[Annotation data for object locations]
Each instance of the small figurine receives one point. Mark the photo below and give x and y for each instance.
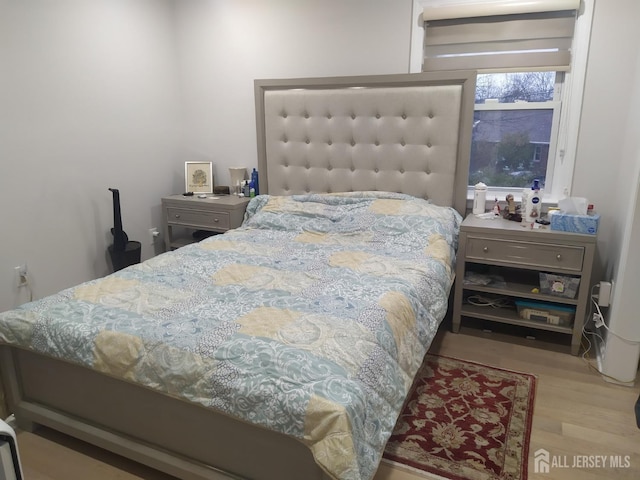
(511, 211)
(496, 207)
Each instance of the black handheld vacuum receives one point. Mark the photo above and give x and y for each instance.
(123, 252)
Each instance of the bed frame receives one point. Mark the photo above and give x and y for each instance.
(403, 133)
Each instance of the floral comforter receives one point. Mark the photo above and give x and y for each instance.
(311, 319)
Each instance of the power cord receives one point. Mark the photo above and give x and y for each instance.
(598, 319)
(480, 301)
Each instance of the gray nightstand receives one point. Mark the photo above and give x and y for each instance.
(517, 254)
(217, 214)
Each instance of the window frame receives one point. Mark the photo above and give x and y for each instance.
(554, 105)
(569, 93)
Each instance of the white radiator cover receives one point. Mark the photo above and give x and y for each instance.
(10, 468)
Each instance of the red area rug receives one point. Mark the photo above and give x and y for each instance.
(465, 421)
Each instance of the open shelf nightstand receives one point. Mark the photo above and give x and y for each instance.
(515, 253)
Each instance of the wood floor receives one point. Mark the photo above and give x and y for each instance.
(577, 415)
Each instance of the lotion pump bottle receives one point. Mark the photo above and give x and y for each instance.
(479, 198)
(534, 202)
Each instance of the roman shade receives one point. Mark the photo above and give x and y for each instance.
(499, 36)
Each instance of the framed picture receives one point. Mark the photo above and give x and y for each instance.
(198, 177)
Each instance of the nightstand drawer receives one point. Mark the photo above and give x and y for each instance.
(525, 253)
(198, 218)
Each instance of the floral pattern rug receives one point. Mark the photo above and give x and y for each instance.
(465, 421)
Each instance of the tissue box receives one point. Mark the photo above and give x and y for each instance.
(572, 222)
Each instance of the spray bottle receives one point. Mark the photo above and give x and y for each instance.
(533, 207)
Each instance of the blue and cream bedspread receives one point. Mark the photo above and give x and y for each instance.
(311, 319)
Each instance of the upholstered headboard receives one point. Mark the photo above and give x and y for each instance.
(400, 133)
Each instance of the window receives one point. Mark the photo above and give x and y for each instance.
(515, 127)
(531, 60)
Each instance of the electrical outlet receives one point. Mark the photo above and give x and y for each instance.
(597, 320)
(21, 275)
(153, 234)
(604, 293)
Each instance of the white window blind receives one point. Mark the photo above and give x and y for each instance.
(490, 40)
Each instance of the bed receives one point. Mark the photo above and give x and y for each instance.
(335, 286)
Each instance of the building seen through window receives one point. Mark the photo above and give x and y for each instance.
(514, 129)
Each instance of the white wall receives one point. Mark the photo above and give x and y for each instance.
(608, 165)
(226, 44)
(87, 102)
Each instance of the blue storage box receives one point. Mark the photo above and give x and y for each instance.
(546, 312)
(572, 222)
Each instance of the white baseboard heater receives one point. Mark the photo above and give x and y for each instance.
(10, 468)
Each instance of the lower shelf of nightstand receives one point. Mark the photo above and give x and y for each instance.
(510, 317)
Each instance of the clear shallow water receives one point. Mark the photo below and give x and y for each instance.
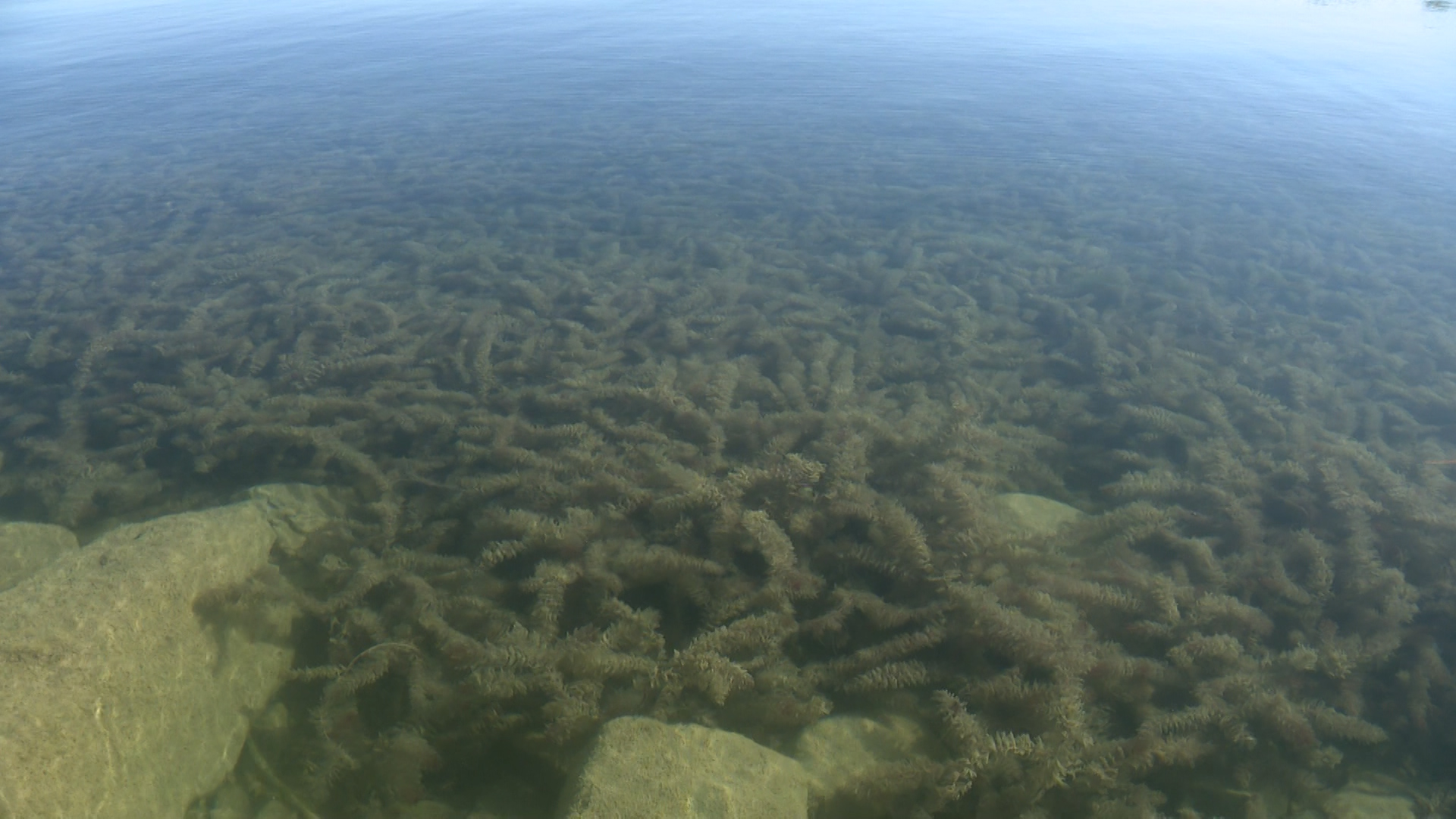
(1212, 242)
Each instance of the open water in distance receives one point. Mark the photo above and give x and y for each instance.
(1091, 222)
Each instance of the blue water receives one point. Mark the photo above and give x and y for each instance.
(1194, 257)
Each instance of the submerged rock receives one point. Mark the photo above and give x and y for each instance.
(840, 752)
(118, 698)
(27, 548)
(650, 770)
(1036, 515)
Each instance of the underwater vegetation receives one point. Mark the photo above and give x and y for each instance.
(617, 458)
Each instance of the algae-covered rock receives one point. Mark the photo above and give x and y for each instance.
(118, 698)
(27, 548)
(650, 770)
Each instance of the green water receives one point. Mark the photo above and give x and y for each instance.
(680, 362)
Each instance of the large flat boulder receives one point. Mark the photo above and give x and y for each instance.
(118, 697)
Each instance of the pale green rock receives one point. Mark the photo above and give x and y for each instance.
(650, 770)
(1366, 800)
(839, 752)
(117, 698)
(1034, 515)
(27, 548)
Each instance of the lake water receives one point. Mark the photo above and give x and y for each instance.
(693, 359)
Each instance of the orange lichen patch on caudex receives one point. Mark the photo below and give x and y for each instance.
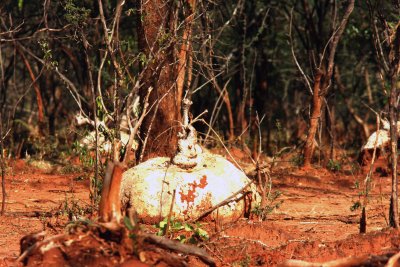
(188, 192)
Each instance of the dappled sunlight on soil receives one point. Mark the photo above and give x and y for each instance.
(314, 221)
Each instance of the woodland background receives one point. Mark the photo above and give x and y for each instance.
(252, 64)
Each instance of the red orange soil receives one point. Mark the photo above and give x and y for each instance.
(313, 223)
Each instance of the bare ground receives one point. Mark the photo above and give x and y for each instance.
(313, 223)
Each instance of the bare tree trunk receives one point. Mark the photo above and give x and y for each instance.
(2, 166)
(321, 88)
(159, 128)
(394, 58)
(314, 119)
(185, 57)
(37, 90)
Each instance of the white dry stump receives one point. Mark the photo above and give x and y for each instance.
(148, 189)
(191, 183)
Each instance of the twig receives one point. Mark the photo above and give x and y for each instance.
(174, 245)
(222, 203)
(170, 212)
(37, 245)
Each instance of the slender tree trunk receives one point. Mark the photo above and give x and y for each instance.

What is required: Could you copy every one of the entries above word for word, omitting the pictures?

Task result:
Each instance of the small figurine receives one point. Mark the photo below and give x and y for each instance.
(511, 211)
(496, 207)
Each instance of the black handheld vacuum receives one point. Mark the photo above and give x and y for each instance.
(123, 252)
Each instance of the bed frame receives one point. Mark the photo above and give x and y for each instance.
(403, 133)
Each instance of the floral comforter receives one point. Mark the photo above and give x and y for each instance.
(311, 319)
Each instance of the power cord receives one point. Mark the photo above and give x and y for each instance.
(598, 319)
(480, 301)
Each instance of the gray nightstand receives one point. Mark the photo above and give x and y for each instance.
(517, 254)
(217, 214)
Each instance of the window frame receives one point. Mark the photo above and give x and y for each instance.
(554, 105)
(569, 93)
Each instance of the white radiator cover receives one point. Mark the photo above and give x and y for each instance.
(10, 468)
Each instance of the red area rug receives one point. Mark the photo above and give x and y for each instance.
(465, 421)
Each instance of the open shelf nightstand receives one point. Mark the photo above and give x and y for each instance.
(515, 253)
Each instance of the wood floor receives one point. Mark the photo above and give x and y for each instance.
(577, 415)
Each instance of the lotion pump bottle receives one point. Mark the photo above and give x and y for each instance.
(479, 198)
(534, 202)
Each instance of the roman shade receives one point. Mark the photo above and give x and y for each instance.
(499, 36)
Each instance of the framed picture receives one point. Mark the photo above and give x and y for each instance.
(198, 177)
Each instance of the nightstand drawer receives one point. Mark the photo above and give x and y for each instance.
(525, 253)
(198, 218)
Each instance of the floral pattern rug receives one point. Mark the photo above and give x and y for each instance.
(465, 421)
Each instance of the tissue box receives one point. Mark the photo above and give x and y for each instance.
(572, 222)
Each instance of the spray bottle receives one point. Mark the photo above and give x and y for each instance.
(533, 207)
Each instance of the blue and cream bedspread receives one point. Mark the photo above and give x and y for each instance.
(311, 319)
Each instance of the upholstered headboard receives one point. Mark the photo above and give x and y for each instance.
(400, 133)
Each instance of the window receives one point. Mark the photo above and give x and y for each instance.
(515, 127)
(531, 60)
Each instance of the electrical outlet receives one point. Mark the photo above and give x and y for each instance.
(597, 320)
(21, 275)
(153, 234)
(604, 293)
Each instance of the white window blind receives one point. Mark the photo above and give x and y for each instance.
(490, 40)
Each instance of the bed receives one point. Mark the photo above and give x and y for each instance.
(335, 286)
Each instance of the building seen through window receives one point. Mark the photo above and give x and y for each instance.
(514, 129)
Each instance of the white wall receives one point. Mark the photo above and give x and y for each instance.
(608, 165)
(226, 44)
(87, 102)
Each instance of the blue storage box receives one point. Mark the photo above and give x and y for each instance.
(546, 312)
(572, 222)
Each instance of the white baseboard heater receives one point. Mark the photo above and give x and y for each instance.
(10, 468)
Each instance of the lower shelf of nightstand receives one point. Mark the photo above and give x and y for each instance.
(510, 317)
Each instance of the clear shallow water receives one point. Mark the photo below and give x and y for each instance.
(1212, 242)
Each instance of the open water in distance receives one point. Mark the photo above and give x and y for each instance.
(1091, 222)
Each instance of the blue water receives one point. Mark the photo above and give x and y for each instance.
(1194, 257)
Each instance of the submerged rock receives one point. Mark the photo above and give x and y for each instance.
(840, 752)
(118, 698)
(27, 548)
(650, 770)
(1036, 515)
Each instance of the underwater vegetation receives one point. Mark the photo above and give x and y for each instance.
(617, 458)
Each instance of the algae-covered rock receives one point. Mark the photo above and give x and y for each instance.
(118, 698)
(27, 548)
(650, 770)
Each instance of the green water receives one point. Mark the photo above and give x and y for each instance.
(680, 362)
Each instance of the large flat boulder receives one point. Mark the photo above and give x and y for each instance.
(118, 697)
Each instance of the pale green rock receives one point. Mark the photo above and give x and y for each instance.
(650, 770)
(1366, 800)
(839, 752)
(117, 698)
(1034, 515)
(27, 548)
Each instance of the lake water receives one point. Mark the photo above and give x and y for each instance.
(693, 359)
Each instance of the orange lichen patch on caudex receives one point. Mark the photo below and give x and y for each instance.
(188, 192)
Each instance of the dappled sunlight on soil receives one point. Mark the photo above and give x and y for each instance.
(314, 221)
Each instance of the woodland background receives one point. Mark the photo above and give x and y for each instance.
(252, 64)
Each instance of the red orange soil receives one point. Mark the photo above and give x and y for each instance.
(313, 223)
Each instance of the bare ground receives one point. Mark the photo above and give x and y for each instance.
(313, 223)
Each instance of the bare tree trunk receives one point. Mark the photo above and give x and y for each instance.
(2, 166)
(321, 88)
(159, 128)
(394, 58)
(314, 119)
(185, 57)
(37, 90)
Each instance of the white dry stump receives one point. Mark the photo above and give x and y for each instance.
(148, 189)
(191, 183)
Each instance of the twig receives one point. Mark the photo above and give x and y for each instance.
(174, 245)
(222, 203)
(170, 212)
(37, 245)
Each instance of the slender tree trunk receives one point. Mark the photo above and give x and y for each instance.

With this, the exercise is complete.